*TEXT EXCERPT*
Elective Cesarean: Babies On Demand
C-Sections are on the rise and moms are getting blamed, but is it really the woman's fault?
One look at People Magazine or Entertainment Tonight, and you might think the old-fashioned labor and delivery way to birth a baby has gone the route of the horse and buggy.
In its place: The mother-requested cesarean, or C-section, delivery -- the fast, high-tech, hip celebrity way to have a child.
Or so, a popular theory goes.
"There's no doubt in my mind that the current interest in elective cesarean births has been ignited by the fact that in our in pop culture many celebrity deliveries have been elected cesareans," says Manuel Porto, MD, chairman of the department of obstetrics and gynecology at the University of California, Irvine.
Indeed, from media reports on the pregnancies of rock stars like Madonna, Victoria Beckham, and Britney Spears, to actresses like Gwyneth Paltrow, Kate Hudson, Patricia Heaton, and Elizabeth Hurley -- not to mention a gaggle of super models in between -- the C-section appears to be the "it" activity of the decade.

*QUESTIONS ON THE MATERIAL*
A: Edit the passage of the elective cesarean article starting at "Indeed, from media" and ending at "of the decade.", with "super models" replaced by "fashion models".
B: Name every actress mentioned in the elective cesarean article.

*PROVIDED DATA*
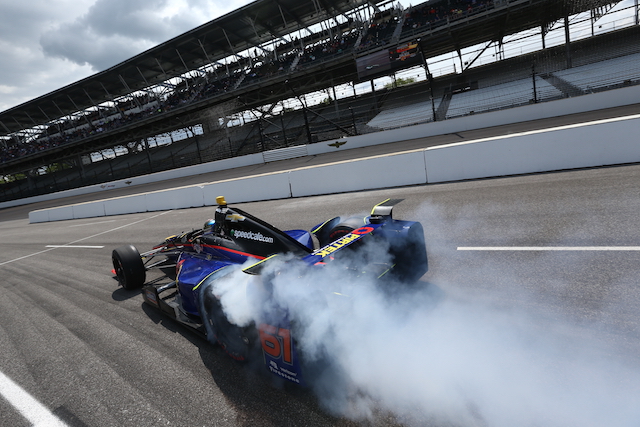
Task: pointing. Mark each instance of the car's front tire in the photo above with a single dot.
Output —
(129, 267)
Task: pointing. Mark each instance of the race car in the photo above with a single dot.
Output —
(235, 248)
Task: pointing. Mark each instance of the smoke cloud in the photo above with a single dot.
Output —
(435, 358)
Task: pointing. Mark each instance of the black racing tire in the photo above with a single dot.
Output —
(129, 267)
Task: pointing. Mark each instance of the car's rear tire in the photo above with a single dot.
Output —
(129, 267)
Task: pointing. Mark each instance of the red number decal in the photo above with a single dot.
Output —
(276, 342)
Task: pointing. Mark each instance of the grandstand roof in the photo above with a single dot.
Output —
(244, 28)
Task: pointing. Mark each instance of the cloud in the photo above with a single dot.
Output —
(48, 44)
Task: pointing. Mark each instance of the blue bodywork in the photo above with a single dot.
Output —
(236, 240)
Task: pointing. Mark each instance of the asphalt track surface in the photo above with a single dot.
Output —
(95, 355)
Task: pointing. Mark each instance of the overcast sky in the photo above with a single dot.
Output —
(47, 44)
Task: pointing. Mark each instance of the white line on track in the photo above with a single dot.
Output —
(84, 238)
(549, 248)
(92, 223)
(36, 413)
(74, 246)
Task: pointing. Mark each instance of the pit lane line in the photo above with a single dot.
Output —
(70, 244)
(36, 413)
(549, 248)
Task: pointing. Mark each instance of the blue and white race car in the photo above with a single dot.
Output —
(237, 247)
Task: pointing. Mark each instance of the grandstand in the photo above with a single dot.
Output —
(295, 77)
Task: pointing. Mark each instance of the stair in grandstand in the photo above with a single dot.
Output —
(294, 64)
(568, 90)
(239, 82)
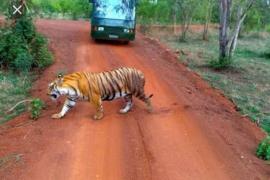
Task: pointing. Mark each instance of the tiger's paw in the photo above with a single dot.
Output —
(123, 111)
(98, 116)
(149, 109)
(56, 116)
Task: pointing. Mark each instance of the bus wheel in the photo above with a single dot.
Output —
(126, 42)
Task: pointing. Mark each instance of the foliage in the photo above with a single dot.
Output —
(36, 106)
(221, 63)
(263, 150)
(22, 48)
(245, 82)
(14, 88)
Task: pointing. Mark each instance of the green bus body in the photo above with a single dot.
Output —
(113, 19)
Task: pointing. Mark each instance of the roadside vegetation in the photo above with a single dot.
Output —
(234, 58)
(23, 54)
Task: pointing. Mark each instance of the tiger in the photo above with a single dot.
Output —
(96, 87)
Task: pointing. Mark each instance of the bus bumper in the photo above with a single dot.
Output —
(112, 35)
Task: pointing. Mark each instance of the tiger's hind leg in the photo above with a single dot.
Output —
(128, 104)
(147, 101)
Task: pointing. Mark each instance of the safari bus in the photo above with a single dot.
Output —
(113, 19)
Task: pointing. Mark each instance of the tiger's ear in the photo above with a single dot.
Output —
(60, 78)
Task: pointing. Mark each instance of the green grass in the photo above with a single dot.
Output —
(246, 82)
(14, 88)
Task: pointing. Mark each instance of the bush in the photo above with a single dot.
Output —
(263, 150)
(22, 48)
(36, 107)
(220, 64)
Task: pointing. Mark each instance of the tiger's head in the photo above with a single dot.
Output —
(55, 88)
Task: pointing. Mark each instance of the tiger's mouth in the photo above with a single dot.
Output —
(53, 96)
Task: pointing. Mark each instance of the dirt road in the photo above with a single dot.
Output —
(193, 132)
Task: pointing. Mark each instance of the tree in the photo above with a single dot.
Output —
(227, 43)
(208, 16)
(186, 8)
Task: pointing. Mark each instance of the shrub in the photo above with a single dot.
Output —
(22, 48)
(220, 64)
(36, 107)
(263, 150)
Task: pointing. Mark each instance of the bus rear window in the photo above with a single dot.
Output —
(114, 9)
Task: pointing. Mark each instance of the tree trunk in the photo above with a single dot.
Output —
(174, 23)
(184, 28)
(207, 19)
(234, 38)
(241, 15)
(224, 8)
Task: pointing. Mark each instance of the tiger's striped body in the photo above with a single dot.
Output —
(97, 87)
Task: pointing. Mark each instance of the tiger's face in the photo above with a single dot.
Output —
(54, 88)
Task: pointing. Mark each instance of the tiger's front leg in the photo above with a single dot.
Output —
(69, 103)
(98, 105)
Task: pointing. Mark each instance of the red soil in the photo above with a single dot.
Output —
(193, 133)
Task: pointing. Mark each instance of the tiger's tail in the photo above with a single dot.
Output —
(148, 103)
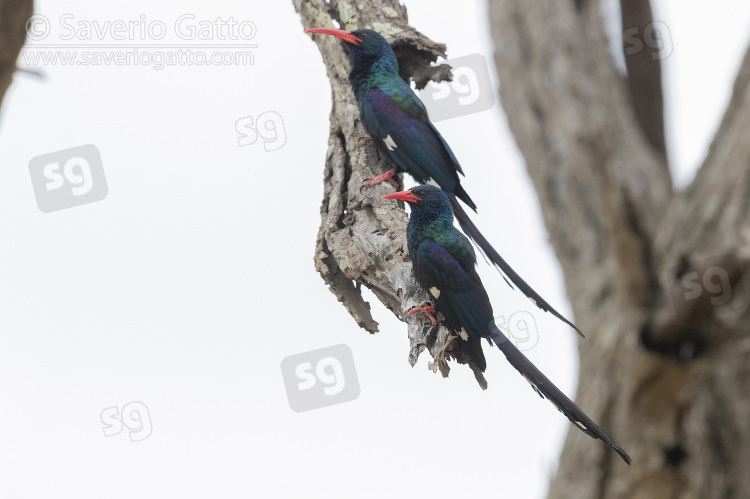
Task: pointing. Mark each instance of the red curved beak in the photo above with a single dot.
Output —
(403, 196)
(338, 33)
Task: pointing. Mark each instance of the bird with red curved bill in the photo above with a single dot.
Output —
(444, 263)
(397, 123)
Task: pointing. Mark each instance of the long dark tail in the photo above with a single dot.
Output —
(472, 232)
(545, 388)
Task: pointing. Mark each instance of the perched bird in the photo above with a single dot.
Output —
(397, 122)
(444, 264)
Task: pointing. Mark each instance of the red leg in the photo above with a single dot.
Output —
(386, 176)
(427, 310)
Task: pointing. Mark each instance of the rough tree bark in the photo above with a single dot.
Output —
(663, 373)
(13, 17)
(666, 375)
(362, 238)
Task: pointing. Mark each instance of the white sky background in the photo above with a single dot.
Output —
(193, 279)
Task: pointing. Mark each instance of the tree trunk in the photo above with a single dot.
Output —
(13, 17)
(658, 278)
(362, 239)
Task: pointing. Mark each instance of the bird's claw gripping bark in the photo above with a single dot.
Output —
(427, 310)
(386, 176)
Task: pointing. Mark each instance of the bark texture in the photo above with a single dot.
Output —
(13, 17)
(362, 239)
(663, 370)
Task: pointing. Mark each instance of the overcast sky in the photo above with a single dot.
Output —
(181, 290)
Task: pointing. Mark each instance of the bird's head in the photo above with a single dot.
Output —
(426, 201)
(365, 48)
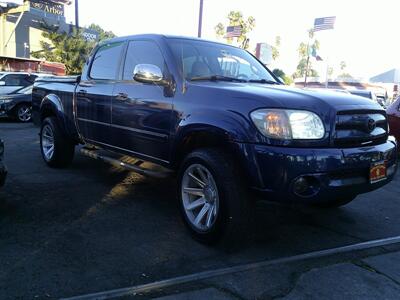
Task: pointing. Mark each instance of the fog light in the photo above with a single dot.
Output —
(306, 186)
(301, 186)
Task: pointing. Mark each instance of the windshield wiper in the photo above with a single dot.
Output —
(266, 81)
(216, 78)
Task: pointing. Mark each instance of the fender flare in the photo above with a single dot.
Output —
(52, 104)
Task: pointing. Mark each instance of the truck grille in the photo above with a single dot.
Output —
(360, 129)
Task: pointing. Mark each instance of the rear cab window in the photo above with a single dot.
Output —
(106, 61)
(142, 52)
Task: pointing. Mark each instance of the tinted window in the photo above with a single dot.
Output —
(200, 58)
(106, 61)
(18, 80)
(142, 52)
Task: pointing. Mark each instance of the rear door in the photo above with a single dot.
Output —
(94, 94)
(141, 112)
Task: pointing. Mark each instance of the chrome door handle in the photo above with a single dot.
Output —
(122, 96)
(82, 93)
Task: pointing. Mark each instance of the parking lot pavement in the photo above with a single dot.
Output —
(93, 227)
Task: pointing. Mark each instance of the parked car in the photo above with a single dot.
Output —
(17, 105)
(370, 95)
(11, 82)
(215, 116)
(3, 169)
(393, 112)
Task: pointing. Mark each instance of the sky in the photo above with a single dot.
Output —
(366, 34)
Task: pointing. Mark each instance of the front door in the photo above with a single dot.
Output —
(141, 113)
(94, 94)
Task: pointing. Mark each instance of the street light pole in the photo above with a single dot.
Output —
(77, 14)
(200, 18)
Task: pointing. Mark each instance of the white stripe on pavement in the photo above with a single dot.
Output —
(235, 269)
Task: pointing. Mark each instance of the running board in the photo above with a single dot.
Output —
(135, 167)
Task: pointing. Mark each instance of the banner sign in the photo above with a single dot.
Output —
(50, 7)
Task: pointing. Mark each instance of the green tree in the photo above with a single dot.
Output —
(344, 74)
(235, 18)
(70, 49)
(279, 73)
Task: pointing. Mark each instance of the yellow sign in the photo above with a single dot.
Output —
(48, 7)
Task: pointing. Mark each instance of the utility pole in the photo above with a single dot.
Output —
(77, 14)
(200, 18)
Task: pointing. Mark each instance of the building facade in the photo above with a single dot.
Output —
(22, 27)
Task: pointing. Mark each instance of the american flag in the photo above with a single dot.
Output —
(324, 23)
(233, 31)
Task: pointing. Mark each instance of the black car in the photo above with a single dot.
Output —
(3, 169)
(17, 105)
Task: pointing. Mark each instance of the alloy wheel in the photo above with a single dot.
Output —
(47, 142)
(200, 197)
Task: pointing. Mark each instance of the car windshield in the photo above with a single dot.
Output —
(201, 60)
(26, 90)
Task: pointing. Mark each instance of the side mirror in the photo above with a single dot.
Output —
(148, 73)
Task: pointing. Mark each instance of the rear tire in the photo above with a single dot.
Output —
(57, 150)
(214, 178)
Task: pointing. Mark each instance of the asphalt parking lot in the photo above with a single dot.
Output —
(94, 227)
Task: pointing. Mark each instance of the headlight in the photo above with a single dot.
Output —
(288, 124)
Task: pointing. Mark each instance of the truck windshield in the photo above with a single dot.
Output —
(201, 60)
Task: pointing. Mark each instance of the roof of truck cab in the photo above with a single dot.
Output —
(158, 37)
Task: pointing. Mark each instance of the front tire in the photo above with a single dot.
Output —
(214, 203)
(57, 150)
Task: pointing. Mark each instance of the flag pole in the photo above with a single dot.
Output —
(308, 59)
(200, 19)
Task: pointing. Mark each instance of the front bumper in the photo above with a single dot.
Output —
(334, 173)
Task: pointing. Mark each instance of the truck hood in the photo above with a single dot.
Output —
(280, 96)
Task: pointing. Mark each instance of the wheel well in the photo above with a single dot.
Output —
(199, 140)
(46, 113)
(18, 105)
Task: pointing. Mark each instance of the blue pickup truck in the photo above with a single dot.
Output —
(221, 121)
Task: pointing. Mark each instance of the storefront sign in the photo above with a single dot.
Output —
(48, 7)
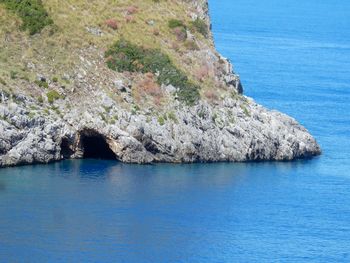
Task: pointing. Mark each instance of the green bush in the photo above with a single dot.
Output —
(42, 84)
(32, 12)
(161, 120)
(200, 26)
(125, 56)
(173, 23)
(52, 96)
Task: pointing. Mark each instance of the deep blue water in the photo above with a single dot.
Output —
(293, 56)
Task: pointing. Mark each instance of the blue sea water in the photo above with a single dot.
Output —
(293, 56)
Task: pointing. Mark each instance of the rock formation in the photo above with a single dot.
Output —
(97, 107)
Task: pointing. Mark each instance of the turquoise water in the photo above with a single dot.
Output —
(293, 56)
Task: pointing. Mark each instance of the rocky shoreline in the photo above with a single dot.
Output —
(87, 118)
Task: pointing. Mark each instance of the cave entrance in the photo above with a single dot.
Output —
(95, 146)
(66, 151)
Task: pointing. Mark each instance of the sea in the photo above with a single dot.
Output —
(292, 56)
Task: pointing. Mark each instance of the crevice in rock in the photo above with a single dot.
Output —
(94, 145)
(66, 151)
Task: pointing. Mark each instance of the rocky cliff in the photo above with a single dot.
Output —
(68, 91)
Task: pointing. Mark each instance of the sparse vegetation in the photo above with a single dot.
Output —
(161, 120)
(174, 23)
(42, 83)
(32, 13)
(200, 26)
(125, 56)
(52, 96)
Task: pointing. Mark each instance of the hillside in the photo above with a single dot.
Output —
(139, 81)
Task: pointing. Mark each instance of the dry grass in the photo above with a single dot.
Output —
(143, 22)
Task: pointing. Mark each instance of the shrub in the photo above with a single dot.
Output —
(52, 96)
(161, 120)
(125, 56)
(129, 19)
(13, 74)
(202, 72)
(200, 26)
(130, 10)
(112, 23)
(42, 84)
(40, 99)
(174, 23)
(180, 33)
(32, 12)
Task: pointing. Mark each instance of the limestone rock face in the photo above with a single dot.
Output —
(230, 128)
(234, 131)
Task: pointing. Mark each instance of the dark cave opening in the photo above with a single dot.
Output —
(66, 151)
(95, 146)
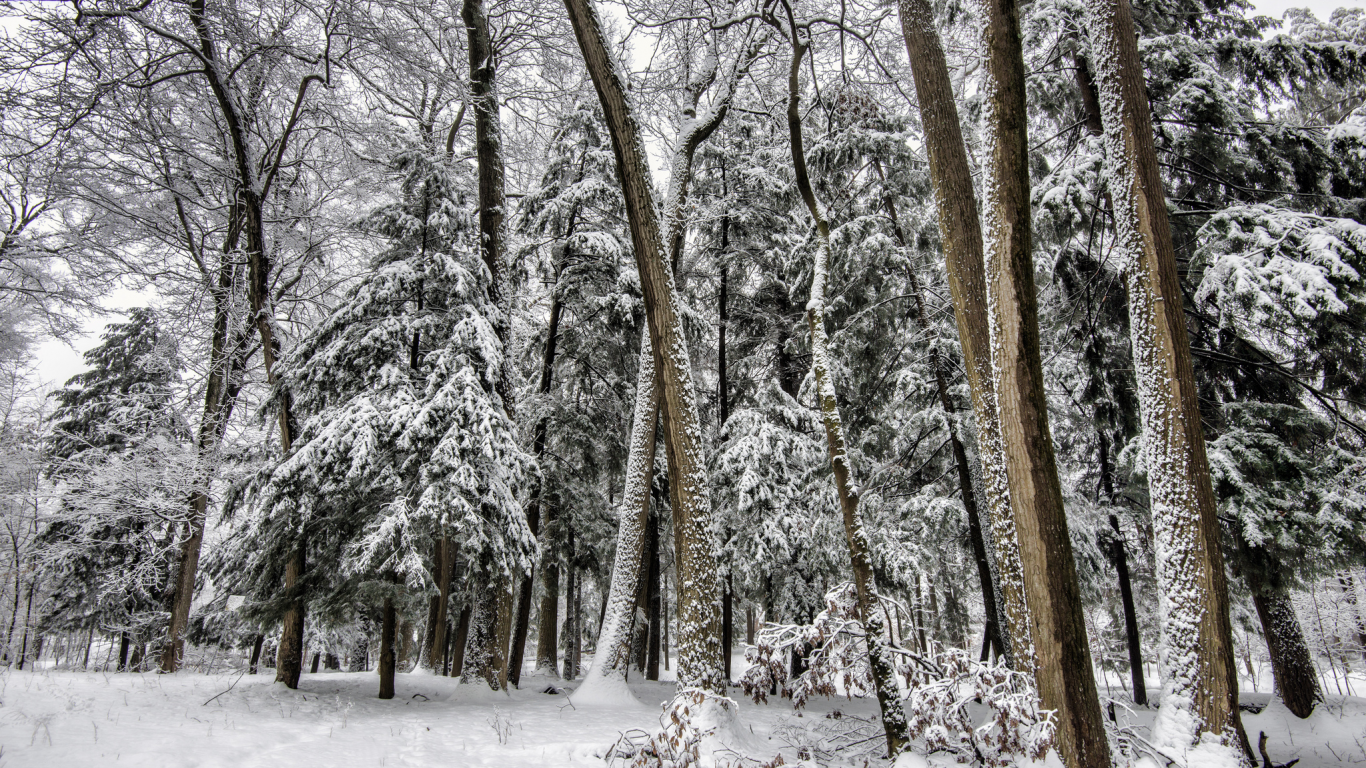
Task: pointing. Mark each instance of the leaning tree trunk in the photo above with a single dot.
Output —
(1292, 666)
(537, 513)
(387, 652)
(1200, 681)
(965, 472)
(220, 394)
(960, 232)
(700, 647)
(1063, 662)
(252, 193)
(488, 148)
(861, 559)
(614, 645)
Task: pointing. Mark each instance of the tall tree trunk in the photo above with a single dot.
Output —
(1062, 655)
(388, 663)
(221, 387)
(700, 647)
(459, 641)
(962, 235)
(1200, 681)
(1126, 593)
(614, 641)
(652, 649)
(861, 560)
(1292, 666)
(965, 470)
(488, 148)
(1126, 589)
(538, 510)
(548, 616)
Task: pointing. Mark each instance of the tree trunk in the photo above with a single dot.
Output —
(224, 381)
(1200, 681)
(962, 237)
(869, 607)
(1062, 656)
(965, 470)
(388, 662)
(547, 645)
(1126, 592)
(614, 642)
(1292, 666)
(256, 653)
(652, 651)
(549, 563)
(461, 641)
(700, 647)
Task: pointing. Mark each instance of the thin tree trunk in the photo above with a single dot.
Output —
(700, 647)
(547, 645)
(1200, 681)
(387, 652)
(962, 237)
(1126, 592)
(221, 387)
(869, 608)
(542, 525)
(965, 470)
(461, 640)
(652, 651)
(256, 653)
(1063, 662)
(1292, 667)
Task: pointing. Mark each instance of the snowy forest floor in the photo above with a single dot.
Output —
(59, 719)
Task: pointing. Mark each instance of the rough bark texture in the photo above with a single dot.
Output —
(861, 560)
(459, 642)
(388, 662)
(700, 648)
(615, 637)
(548, 614)
(1062, 655)
(962, 237)
(965, 472)
(1292, 667)
(1200, 681)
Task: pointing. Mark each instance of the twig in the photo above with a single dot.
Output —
(230, 688)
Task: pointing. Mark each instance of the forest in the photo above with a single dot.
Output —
(683, 383)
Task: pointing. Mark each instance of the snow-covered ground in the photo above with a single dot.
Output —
(59, 719)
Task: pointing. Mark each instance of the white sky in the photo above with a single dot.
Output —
(59, 361)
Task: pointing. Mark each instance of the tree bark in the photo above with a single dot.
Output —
(1200, 681)
(700, 647)
(221, 387)
(547, 645)
(388, 663)
(652, 649)
(1063, 662)
(1292, 666)
(992, 630)
(461, 641)
(869, 607)
(549, 565)
(962, 237)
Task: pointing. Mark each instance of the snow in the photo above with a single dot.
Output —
(59, 719)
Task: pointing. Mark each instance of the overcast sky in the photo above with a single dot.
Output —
(59, 361)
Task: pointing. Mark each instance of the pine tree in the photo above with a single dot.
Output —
(118, 451)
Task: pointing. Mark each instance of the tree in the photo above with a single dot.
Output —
(1200, 681)
(700, 663)
(118, 453)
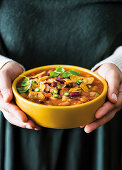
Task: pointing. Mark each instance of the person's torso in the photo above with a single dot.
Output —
(74, 32)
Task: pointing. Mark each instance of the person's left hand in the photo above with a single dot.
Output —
(104, 114)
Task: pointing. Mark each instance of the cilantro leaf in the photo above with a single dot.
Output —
(26, 85)
(73, 72)
(54, 74)
(60, 69)
(25, 82)
(66, 75)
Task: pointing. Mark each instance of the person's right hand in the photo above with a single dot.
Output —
(10, 111)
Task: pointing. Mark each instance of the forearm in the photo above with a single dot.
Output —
(115, 58)
(5, 60)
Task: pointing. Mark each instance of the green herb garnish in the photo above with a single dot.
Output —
(97, 94)
(37, 89)
(60, 69)
(55, 95)
(79, 81)
(58, 86)
(89, 86)
(66, 94)
(73, 72)
(55, 91)
(26, 85)
(62, 73)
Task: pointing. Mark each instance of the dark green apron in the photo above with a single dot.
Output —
(77, 32)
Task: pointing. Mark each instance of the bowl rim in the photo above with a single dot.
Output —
(104, 92)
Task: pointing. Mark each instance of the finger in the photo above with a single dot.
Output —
(5, 86)
(113, 79)
(99, 122)
(13, 120)
(11, 107)
(33, 125)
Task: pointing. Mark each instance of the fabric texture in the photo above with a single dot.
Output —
(115, 58)
(77, 32)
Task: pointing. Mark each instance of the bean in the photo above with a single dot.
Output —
(60, 79)
(75, 94)
(53, 84)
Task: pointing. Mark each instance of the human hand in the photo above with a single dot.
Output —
(104, 114)
(10, 111)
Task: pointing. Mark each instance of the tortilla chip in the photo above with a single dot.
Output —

*RESPONSES BY ITEM NUMBER*
A:
Indeed, from media reports on the pregnancies of rock stars like Madonna, Victoria Beckham, and Britney Spears, to actresses like Gwyneth Paltrow, Kate Hudson, Patricia Heaton, and Elizabeth Hurley -- not to mention a gaggle of fashion models in between -- the C-section appears to be the "it" activity of the decade.

B: Gwyneth Paltrow, Kate Hudson, Patricia Heaton, Elizabeth Hurley